EXCERPTED RECORDS:
****************

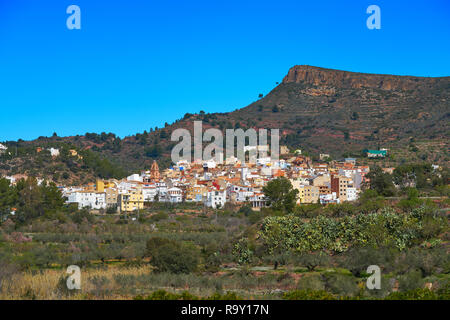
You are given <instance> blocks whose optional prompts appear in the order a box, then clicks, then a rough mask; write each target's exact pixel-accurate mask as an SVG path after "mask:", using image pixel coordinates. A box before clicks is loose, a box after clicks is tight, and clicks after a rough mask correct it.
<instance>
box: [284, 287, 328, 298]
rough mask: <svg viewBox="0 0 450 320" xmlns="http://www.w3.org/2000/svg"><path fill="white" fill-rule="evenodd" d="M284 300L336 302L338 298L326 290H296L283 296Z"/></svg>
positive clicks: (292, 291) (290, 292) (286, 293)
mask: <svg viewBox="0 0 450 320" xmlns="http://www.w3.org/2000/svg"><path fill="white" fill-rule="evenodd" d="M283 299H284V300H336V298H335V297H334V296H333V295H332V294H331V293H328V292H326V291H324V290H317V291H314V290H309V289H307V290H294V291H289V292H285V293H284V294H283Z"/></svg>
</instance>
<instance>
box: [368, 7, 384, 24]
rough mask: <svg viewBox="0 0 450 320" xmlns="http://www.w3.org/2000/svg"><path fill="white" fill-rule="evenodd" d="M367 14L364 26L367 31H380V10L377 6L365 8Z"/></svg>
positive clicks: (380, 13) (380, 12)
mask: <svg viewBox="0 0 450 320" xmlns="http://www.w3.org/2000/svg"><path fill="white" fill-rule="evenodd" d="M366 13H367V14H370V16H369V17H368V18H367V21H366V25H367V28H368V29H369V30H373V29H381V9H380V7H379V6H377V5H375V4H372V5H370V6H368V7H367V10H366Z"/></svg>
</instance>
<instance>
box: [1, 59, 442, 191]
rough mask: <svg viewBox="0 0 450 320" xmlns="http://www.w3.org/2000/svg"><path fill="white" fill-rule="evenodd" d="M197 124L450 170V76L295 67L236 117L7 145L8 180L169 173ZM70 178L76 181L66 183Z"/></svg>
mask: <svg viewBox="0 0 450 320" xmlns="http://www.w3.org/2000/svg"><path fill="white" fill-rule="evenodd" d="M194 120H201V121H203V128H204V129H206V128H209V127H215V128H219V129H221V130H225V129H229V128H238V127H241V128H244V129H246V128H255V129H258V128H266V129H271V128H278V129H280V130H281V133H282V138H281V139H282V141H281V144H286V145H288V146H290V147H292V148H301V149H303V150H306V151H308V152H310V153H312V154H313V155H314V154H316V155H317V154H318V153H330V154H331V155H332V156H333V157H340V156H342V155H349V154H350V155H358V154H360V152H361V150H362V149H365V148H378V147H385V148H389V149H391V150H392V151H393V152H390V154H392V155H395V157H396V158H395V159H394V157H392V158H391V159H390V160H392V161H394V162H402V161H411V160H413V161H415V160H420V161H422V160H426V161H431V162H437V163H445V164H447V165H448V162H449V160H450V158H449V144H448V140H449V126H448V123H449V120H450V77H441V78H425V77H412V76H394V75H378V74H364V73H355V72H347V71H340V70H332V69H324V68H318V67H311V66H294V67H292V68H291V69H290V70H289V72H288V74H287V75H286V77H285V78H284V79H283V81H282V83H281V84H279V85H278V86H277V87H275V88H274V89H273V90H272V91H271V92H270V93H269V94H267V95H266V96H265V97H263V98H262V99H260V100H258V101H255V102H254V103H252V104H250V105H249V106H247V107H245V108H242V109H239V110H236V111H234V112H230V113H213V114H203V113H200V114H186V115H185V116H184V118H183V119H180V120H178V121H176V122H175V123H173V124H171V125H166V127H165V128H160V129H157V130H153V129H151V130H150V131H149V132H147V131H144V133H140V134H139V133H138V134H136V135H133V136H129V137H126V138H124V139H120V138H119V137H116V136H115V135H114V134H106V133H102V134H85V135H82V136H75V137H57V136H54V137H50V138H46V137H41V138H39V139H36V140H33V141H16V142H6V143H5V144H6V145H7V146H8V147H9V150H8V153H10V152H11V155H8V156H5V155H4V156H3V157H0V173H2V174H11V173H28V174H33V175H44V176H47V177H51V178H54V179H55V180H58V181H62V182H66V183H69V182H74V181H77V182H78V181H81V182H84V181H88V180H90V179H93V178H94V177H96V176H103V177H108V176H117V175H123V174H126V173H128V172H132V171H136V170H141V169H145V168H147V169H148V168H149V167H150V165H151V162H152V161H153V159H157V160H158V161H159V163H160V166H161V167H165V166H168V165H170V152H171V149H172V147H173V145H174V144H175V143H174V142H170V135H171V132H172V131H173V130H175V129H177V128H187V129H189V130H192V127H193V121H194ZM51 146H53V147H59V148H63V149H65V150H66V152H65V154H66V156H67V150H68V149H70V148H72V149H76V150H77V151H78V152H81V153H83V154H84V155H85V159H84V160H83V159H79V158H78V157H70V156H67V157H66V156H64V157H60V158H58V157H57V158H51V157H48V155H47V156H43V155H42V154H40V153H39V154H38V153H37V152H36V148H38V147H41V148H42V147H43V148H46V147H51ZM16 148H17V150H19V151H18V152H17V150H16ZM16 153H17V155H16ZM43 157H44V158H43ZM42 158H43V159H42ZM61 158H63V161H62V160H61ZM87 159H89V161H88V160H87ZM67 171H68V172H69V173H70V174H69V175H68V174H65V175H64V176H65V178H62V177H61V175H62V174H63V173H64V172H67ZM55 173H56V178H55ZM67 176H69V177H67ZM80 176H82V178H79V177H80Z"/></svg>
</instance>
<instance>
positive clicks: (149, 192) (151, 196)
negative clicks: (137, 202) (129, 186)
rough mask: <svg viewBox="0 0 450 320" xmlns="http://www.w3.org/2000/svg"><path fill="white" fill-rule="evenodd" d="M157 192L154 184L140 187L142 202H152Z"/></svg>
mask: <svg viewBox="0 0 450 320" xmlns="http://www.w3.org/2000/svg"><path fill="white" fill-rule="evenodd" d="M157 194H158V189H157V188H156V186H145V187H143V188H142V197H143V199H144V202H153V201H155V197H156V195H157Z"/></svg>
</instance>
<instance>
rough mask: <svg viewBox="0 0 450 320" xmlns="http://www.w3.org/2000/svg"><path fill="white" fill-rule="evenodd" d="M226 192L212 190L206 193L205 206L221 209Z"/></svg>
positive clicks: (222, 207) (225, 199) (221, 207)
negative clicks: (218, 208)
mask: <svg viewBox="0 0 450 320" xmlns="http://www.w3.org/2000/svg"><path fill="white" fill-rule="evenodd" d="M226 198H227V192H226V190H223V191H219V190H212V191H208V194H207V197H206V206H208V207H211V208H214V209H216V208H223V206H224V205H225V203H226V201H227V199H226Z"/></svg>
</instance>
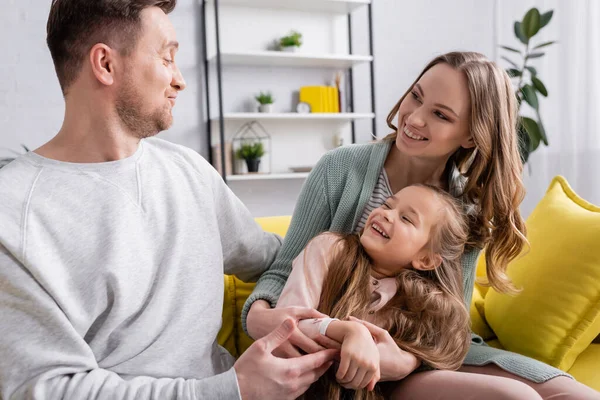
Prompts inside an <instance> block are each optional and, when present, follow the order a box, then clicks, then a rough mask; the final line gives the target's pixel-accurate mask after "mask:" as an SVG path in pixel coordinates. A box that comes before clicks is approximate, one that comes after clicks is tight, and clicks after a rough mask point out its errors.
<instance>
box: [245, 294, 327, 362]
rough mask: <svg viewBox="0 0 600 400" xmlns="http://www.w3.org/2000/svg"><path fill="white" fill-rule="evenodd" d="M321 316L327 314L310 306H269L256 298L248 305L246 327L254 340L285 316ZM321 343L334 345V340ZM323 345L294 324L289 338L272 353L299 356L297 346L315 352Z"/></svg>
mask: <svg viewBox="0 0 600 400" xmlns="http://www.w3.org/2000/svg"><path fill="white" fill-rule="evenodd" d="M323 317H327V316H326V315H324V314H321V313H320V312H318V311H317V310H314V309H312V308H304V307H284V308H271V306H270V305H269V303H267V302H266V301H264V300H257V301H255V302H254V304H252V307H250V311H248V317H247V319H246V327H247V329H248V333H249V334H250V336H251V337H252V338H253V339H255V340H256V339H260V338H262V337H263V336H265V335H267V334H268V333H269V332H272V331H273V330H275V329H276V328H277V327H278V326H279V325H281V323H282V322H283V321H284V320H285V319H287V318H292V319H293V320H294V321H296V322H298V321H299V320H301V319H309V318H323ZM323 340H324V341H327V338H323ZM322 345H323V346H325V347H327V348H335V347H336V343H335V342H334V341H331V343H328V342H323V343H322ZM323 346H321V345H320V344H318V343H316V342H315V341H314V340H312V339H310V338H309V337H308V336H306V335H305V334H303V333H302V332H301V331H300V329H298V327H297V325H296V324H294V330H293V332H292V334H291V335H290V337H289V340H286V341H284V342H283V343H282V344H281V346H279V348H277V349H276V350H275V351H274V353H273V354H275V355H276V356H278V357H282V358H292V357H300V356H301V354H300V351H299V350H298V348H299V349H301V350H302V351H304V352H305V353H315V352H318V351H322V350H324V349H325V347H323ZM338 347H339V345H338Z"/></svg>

****************

TASK: With the pictures omitted, copy exactly the lines of the listing above starting at the line containing "192L154 184L140 187L142" and ending at the line containing "box: [245, 294, 327, 362]", both included.

RESPONSE FOR THIS EXERCISE:
rough mask: <svg viewBox="0 0 450 320" xmlns="http://www.w3.org/2000/svg"><path fill="white" fill-rule="evenodd" d="M157 192L154 184L140 187L142 202H152Z"/></svg>
mask: <svg viewBox="0 0 450 320" xmlns="http://www.w3.org/2000/svg"><path fill="white" fill-rule="evenodd" d="M157 194H158V189H157V188H156V186H145V187H143V188H142V197H143V199H144V202H153V201H155V197H156V195H157Z"/></svg>
</instance>
<instance>
rough mask: <svg viewBox="0 0 450 320" xmlns="http://www.w3.org/2000/svg"><path fill="white" fill-rule="evenodd" d="M226 192L212 190L206 193L205 206L221 209Z"/></svg>
positive clicks: (222, 207) (225, 199) (221, 207)
negative clicks: (218, 208)
mask: <svg viewBox="0 0 450 320" xmlns="http://www.w3.org/2000/svg"><path fill="white" fill-rule="evenodd" d="M226 198H227V192H226V190H223V191H219V190H212V191H208V194H207V197H206V206H208V207H211V208H214V209H216V208H223V206H224V205H225V203H226V201H227V199H226Z"/></svg>
</instance>
Prompts inside an <instance> block are each optional and, when present, follow the order a box, then clicks, then a rough mask; the final line gives the target's pixel-accurate mask after "mask:" as an SVG path in pixel coordinates. A box that comes before clicks is approximate, one that comes after clicks is tight, and clicks after a rough mask point out its errors.
<instance>
box: [245, 294, 327, 362]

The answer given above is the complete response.